» Seçilen Metin

1.4. Temel Örme Kavramları
1.4.1. İlmek
Bir örme yüzeyi meydana getiren en küçük birim ilmektir. Yan yana ve üst üste
oluşturulan ilmeklerin birbirine bağlanmasıyla örme kumaşlar meydana gelir
(Bayazıt Marmaralı, 2004). Bağlantı öğesi olarak ilmek, diğer ilmeklere asılan ve
böylelikle sağlamlık elde eden bir iplik halkasıdır (Milli Eğitim Bakanlığı Yayınları,
1993).
Bir ilmek baş, bacaklar ve ayaklar olmak üzere üç bölümden oluşmaktadır. İlmek
ayakları, kendinden önceki sıraya ait ilmeklerin başları ile ilmek başı ise kendinden
sonraki sıraya ait ilmeklerin ayakları ile bağlantı yapar. İlmek ayakları yan yana
duran ilmekler arasındaki bağlantıyı sağlayan parçadır (Bayazıt Marmaralı, 2004).

» Veri Alıntısı
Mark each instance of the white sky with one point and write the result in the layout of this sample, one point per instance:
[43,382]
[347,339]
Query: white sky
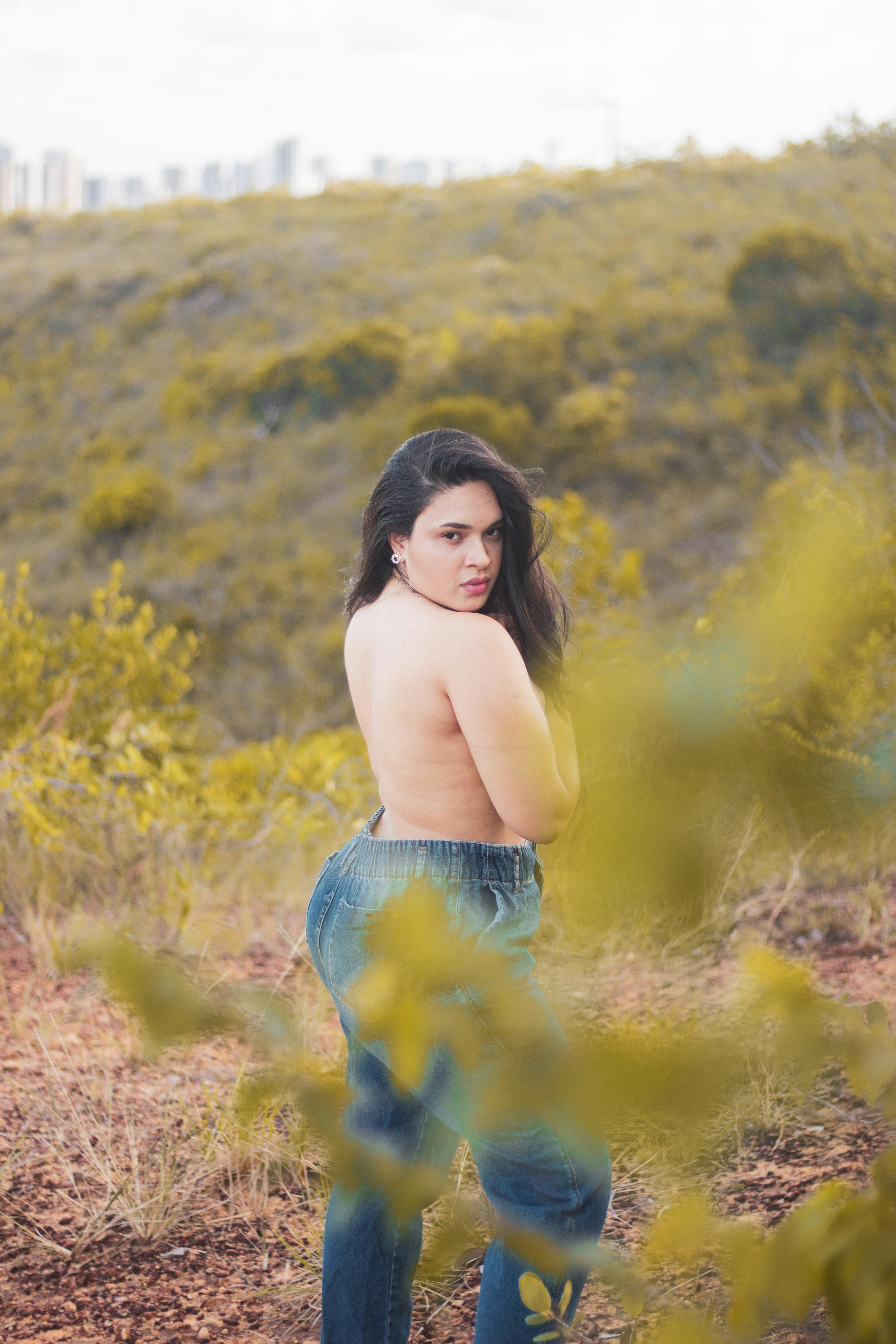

» İstenen A
Seçilen metne göre aşağıdaki soruları yanıtlayınız:
(i) Bir örme yüzeyi meydana getiren en küçük birim nedir?
(ii) Bir ilmek kaç bölümden oluşur?
(iii) Yan yana duran ilmekler arasındaki bağlantıyı hangi parça sağlar?
» İstenen B
Seçilen metinde bir ilmeği oluşturduğu belirtilen bölümlerin tamamını sıralayınız.
Veri alıntısındaki malzeme bu çalışmada hiçbir şekilde kullanılmaz.

» Yazılı Cevap A
(i) İlmek.
(ii) Üç bölümden.
(iii) İlmek ayakları.

» Yazılı Cevap B
Baş, bacaklar, ayaklar.